Collected data entries:
-------------------------

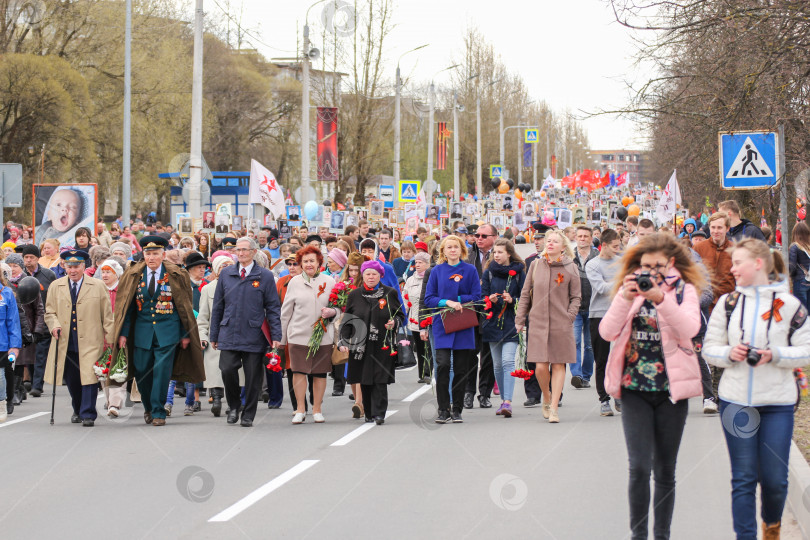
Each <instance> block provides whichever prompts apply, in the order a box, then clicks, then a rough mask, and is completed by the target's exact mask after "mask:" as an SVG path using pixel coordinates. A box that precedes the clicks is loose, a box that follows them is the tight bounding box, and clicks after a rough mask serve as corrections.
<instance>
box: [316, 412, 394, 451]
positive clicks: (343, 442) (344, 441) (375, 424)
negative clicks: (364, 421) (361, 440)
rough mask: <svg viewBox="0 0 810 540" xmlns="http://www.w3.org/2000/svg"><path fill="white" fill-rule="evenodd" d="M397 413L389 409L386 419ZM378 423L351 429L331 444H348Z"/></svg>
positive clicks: (337, 445)
mask: <svg viewBox="0 0 810 540" xmlns="http://www.w3.org/2000/svg"><path fill="white" fill-rule="evenodd" d="M396 413H397V411H388V412H386V413H385V418H386V419H387V418H390V417H391V416H393V415H394V414H396ZM376 425H377V424H375V423H374V422H369V423H366V424H363V425H362V426H360V427H359V428H357V429H355V430H354V431H351V432H349V433H347V434H346V435H344V436H343V437H341V438H340V439H338V440H336V441H335V442H333V443H332V444H330V445H329V446H346V445H347V444H349V443H350V442H352V441H353V440H355V439H356V438H357V437H359V436H360V435H362V434H363V433H365V432H366V431H368V430H370V429H371V428H373V427H374V426H376Z"/></svg>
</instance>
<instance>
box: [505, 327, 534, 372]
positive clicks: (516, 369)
mask: <svg viewBox="0 0 810 540" xmlns="http://www.w3.org/2000/svg"><path fill="white" fill-rule="evenodd" d="M528 367H529V366H527V365H526V330H523V331H522V332H521V333H519V334H518V350H517V354H515V371H513V372H512V373H510V374H509V375H511V376H512V377H517V378H518V379H523V380H524V381H528V380H529V379H531V378H532V377H534V370H533V369H532V370H529V369H527V368H528Z"/></svg>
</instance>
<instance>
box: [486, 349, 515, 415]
mask: <svg viewBox="0 0 810 540" xmlns="http://www.w3.org/2000/svg"><path fill="white" fill-rule="evenodd" d="M517 346H518V343H517V341H501V342H498V343H490V344H489V348H490V350H491V351H492V363H493V365H494V368H495V380H496V381H497V382H498V388H500V390H501V399H502V400H504V401H510V402H511V401H512V395H513V394H514V393H515V378H514V377H512V376H511V375H509V374H510V373H511V372H512V371H514V370H515V353H516V352H517Z"/></svg>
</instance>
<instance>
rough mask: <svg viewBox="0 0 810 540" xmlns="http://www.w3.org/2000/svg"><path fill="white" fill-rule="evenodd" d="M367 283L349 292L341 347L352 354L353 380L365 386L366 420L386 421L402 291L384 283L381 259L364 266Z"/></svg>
mask: <svg viewBox="0 0 810 540" xmlns="http://www.w3.org/2000/svg"><path fill="white" fill-rule="evenodd" d="M360 270H361V273H362V275H363V284H362V285H361V286H360V287H359V288H357V289H355V290H353V291H352V292H350V293H349V298H348V300H347V302H346V312H345V313H344V315H343V320H342V322H341V325H340V334H339V336H340V341H339V344H340V350H341V351H343V352H348V353H349V381H350V382H352V381H355V380H358V381H359V382H360V387H361V389H362V395H363V409H364V413H365V417H366V422H375V423H376V424H377V425H380V424H383V423H385V414H386V412H387V410H388V385H389V384H393V383H394V373H395V369H394V364H395V361H396V355H397V350H396V345H397V344H396V336H397V328H396V327H397V326H398V325H399V324H401V323H402V322H403V321H404V314H403V311H402V307H401V304H400V303H399V295H398V294H397V292H398V291H395V290H394V289H393V288H391V287H388V286H386V285H383V284H382V283H380V279H381V278H382V277H383V276H384V275H385V269H384V268H383V266H382V264H380V262H379V261H366V262H364V263H363V265H362V266H361V268H360Z"/></svg>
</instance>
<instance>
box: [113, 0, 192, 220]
mask: <svg viewBox="0 0 810 540" xmlns="http://www.w3.org/2000/svg"><path fill="white" fill-rule="evenodd" d="M196 3H197V5H196V8H195V10H194V59H193V64H192V75H191V77H192V80H191V156H190V158H189V175H188V176H189V179H188V184H189V189H188V192H189V200H188V211H189V213H190V214H191V217H192V218H196V217H201V216H202V213H201V201H200V199H201V197H200V185H201V184H202V69H203V63H202V55H203V39H202V38H203V0H196ZM127 225H128V223H127Z"/></svg>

-------------------------

Requirement
Hand back the data above exactly, with no images.

Result for this task
Each <instance> block provides whichever prompts apply, in the order a box, then clicks, then a rough mask, and is completed by the target's exact mask after "mask:" as an SVG path using pixel coordinates. A box that precedes the clicks is loose, a box that follows them is the tight bounding box, and clicks after a rough mask serve as corrections.
<instance>
box: [316, 412, 394, 451]
positive clicks: (343, 442) (344, 441) (375, 424)
negative clicks: (364, 421) (361, 440)
rough mask: <svg viewBox="0 0 810 540" xmlns="http://www.w3.org/2000/svg"><path fill="white" fill-rule="evenodd" d="M397 413L389 409L386 419ZM378 423L351 429L331 444H348Z"/></svg>
positive clicks: (337, 445)
mask: <svg viewBox="0 0 810 540" xmlns="http://www.w3.org/2000/svg"><path fill="white" fill-rule="evenodd" d="M396 413H397V411H388V412H386V413H385V418H386V419H387V418H390V417H391V416H393V415H394V414H396ZM376 425H377V424H375V423H374V422H369V423H366V424H363V425H362V426H360V427H359V428H357V429H355V430H354V431H351V432H349V433H347V434H346V435H344V436H343V437H341V438H340V439H338V440H336V441H335V442H333V443H332V444H330V445H329V446H346V445H347V444H349V443H350V442H352V441H353V440H355V439H356V438H357V437H359V436H360V435H362V434H363V433H365V432H366V431H368V430H370V429H371V428H373V427H374V426H376Z"/></svg>
</instance>
<instance>
box: [505, 327, 534, 372]
positive clicks: (516, 369)
mask: <svg viewBox="0 0 810 540" xmlns="http://www.w3.org/2000/svg"><path fill="white" fill-rule="evenodd" d="M528 367H529V366H527V365H526V330H523V331H522V332H521V333H519V334H518V350H517V354H515V371H513V372H512V373H510V374H509V375H511V376H512V377H517V378H518V379H523V380H524V381H528V380H529V379H531V378H532V377H534V370H533V369H532V370H529V369H527V368H528Z"/></svg>
</instance>
<instance>
box: [486, 349, 515, 415]
mask: <svg viewBox="0 0 810 540" xmlns="http://www.w3.org/2000/svg"><path fill="white" fill-rule="evenodd" d="M517 346H518V343H517V341H501V342H498V343H490V344H489V348H490V350H491V351H492V363H493V365H494V368H495V380H496V381H497V382H498V388H500V390H501V399H502V400H504V401H510V402H511V401H512V395H513V394H514V393H515V378H514V377H512V376H511V375H509V374H510V373H511V372H512V371H514V370H515V353H516V352H517Z"/></svg>
</instance>
<instance>
rough mask: <svg viewBox="0 0 810 540" xmlns="http://www.w3.org/2000/svg"><path fill="white" fill-rule="evenodd" d="M367 283L349 292L341 347L352 354L353 380L365 386L366 420L386 421L402 291L384 283L381 259L364 266Z"/></svg>
mask: <svg viewBox="0 0 810 540" xmlns="http://www.w3.org/2000/svg"><path fill="white" fill-rule="evenodd" d="M360 270H361V273H362V275H363V284H362V285H361V286H360V287H359V288H357V289H355V290H353V291H352V292H350V293H349V298H348V300H347V302H346V312H345V313H344V315H343V320H342V322H341V325H340V334H339V336H340V341H339V344H340V350H341V351H343V352H348V353H349V381H350V382H352V381H355V380H358V381H359V382H360V387H361V389H362V395H363V409H364V413H365V417H366V422H375V423H376V424H377V425H380V424H383V423H385V414H386V412H387V410H388V385H389V384H393V383H394V373H395V369H394V364H395V361H396V355H397V350H396V345H397V344H396V336H397V328H396V327H397V326H398V325H399V324H401V323H402V322H403V321H404V314H403V311H402V307H401V304H400V303H399V295H398V294H397V292H398V291H395V290H394V289H393V288H391V287H388V286H386V285H383V284H382V283H380V279H381V278H382V277H383V276H384V275H385V269H384V268H383V266H382V264H380V262H379V261H366V262H364V263H363V265H362V266H361V268H360Z"/></svg>
</instance>
<instance>
box: [113, 0, 192, 220]
mask: <svg viewBox="0 0 810 540" xmlns="http://www.w3.org/2000/svg"><path fill="white" fill-rule="evenodd" d="M196 3H197V5H196V8H195V10H194V59H193V64H192V75H191V77H192V80H191V156H190V158H189V175H188V176H189V179H188V184H189V189H188V192H189V200H188V211H189V213H190V214H191V217H192V218H196V217H201V216H202V213H201V201H200V199H201V197H200V185H201V184H202V69H203V63H202V55H203V39H202V38H203V0H196ZM127 225H128V223H127Z"/></svg>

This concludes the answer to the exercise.